### Object location annotation records
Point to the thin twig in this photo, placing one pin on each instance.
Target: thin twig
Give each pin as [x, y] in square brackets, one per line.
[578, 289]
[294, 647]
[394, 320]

### Written instruction
Swap "thin twig" for "bare branch" throughout the records above and write the lines out again, leaving everything else as it is.

### Correct result
Point to the bare branch in this photo, placing one pin on each instance.
Target: bare branch
Give each pin as [x, y] in square brackets, one per line.
[578, 289]
[294, 647]
[394, 320]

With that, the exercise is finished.